━━━ SELECTED PASSAGE

Group data for aggregation.

In [70]:
import pandas as pd
df = pd.DataFrame({'Dept':['HR','HR','IT'],'Salary':[50,60,70]})
df.groupby('Dept')['Salary'].mean()

Dept
HR    55.0
IT    70.0
Name: Salary, dtype: float64

### `agg()` / `aggregate()`

Aggregate multiple functions on columns.

In [71]:
import pandas as pd
df = pd.DataFrame({'A':[1,2,3]})
df.agg({'A':['min','max','mean']})

Unnamed: 0,A
min,1.0
max,3.0
mean,2.0


### `transform()`

Transform group data to match original shape.

In [72]:
import pandas as pd
df = pd.DataFrame({'Dept':['HR','HR','IT'],'Salary':[50,60,70]})
df['Dept_mean'] = df.groupby('Dept')['Salary'].transform('mean')
df

Unnamed: 0,Dept,Salary,Dept_mean
0,HR,50,55.0
1,HR,60,55.0
2,IT,70,70.0


### `pivot_table()`

Create pivot table with aggregation.

In [73]:
import pandas as pd
df = pd.DataFrame({'Dept':['HR','IT','HR'],'Sales':[10,20,30]})
pd.pivot_table(df, index='Dept', values='Sales', aggfunc='sum')

Unnamed: 0_level_0,Sales
Dept,Unnamed: 1_level_1
HR,40
IT,20


### `melt()`

Unpivot wide DataFrame to long format.

In [74]:
import pandas as pd
df = pd.DataFrame({'id':[1,2],'Jan':[10,20],'Feb':[15,25]})
pd.melt(df, id_vars=['id'], var_name='Month', value_name='Sales')

Unnamed: 0,id,Month,Sales
0,1,Jan,10
1,2,Jan,20
2,1,Feb,15
3,2,Feb,25


### `concat()`

Concatenate DataFrames along axis.

In [75]:
import pandas as pd
df1 = pd.DataFrame({'A':[1,2]})
df2 = pd.DataFrame({'A':[3,4]})
pd.concat([df1, df2], ignore_index=True)

Unnamed: 0,A
0,1
1,2
2,3
3,4


### `merge()`

SQL-style join of DataFrames.

In [76]:
import pandas as pd
df1 = pd.DataFrame({'id':[1,2],'v1':[10,20]})
df2 = pd.DataFrame({'id':[2,1],'v2':[30,40]})

━━━━━━

> [EXERCISE BRIEF]: According to the pandas excerpt, what does `transform()` do?

━━━ DATASET CONTENT

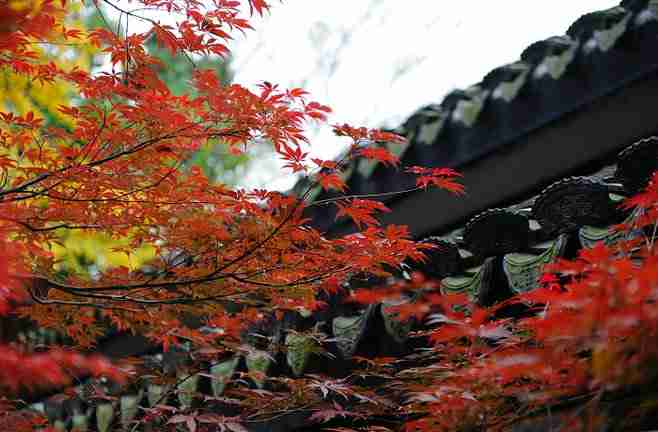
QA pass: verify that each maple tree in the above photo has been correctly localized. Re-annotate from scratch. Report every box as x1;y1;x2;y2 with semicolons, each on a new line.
0;0;658;431
0;0;452;428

━━━━━━

> [COMPLETED EXERCISE]: It transforms group data to match the original shape.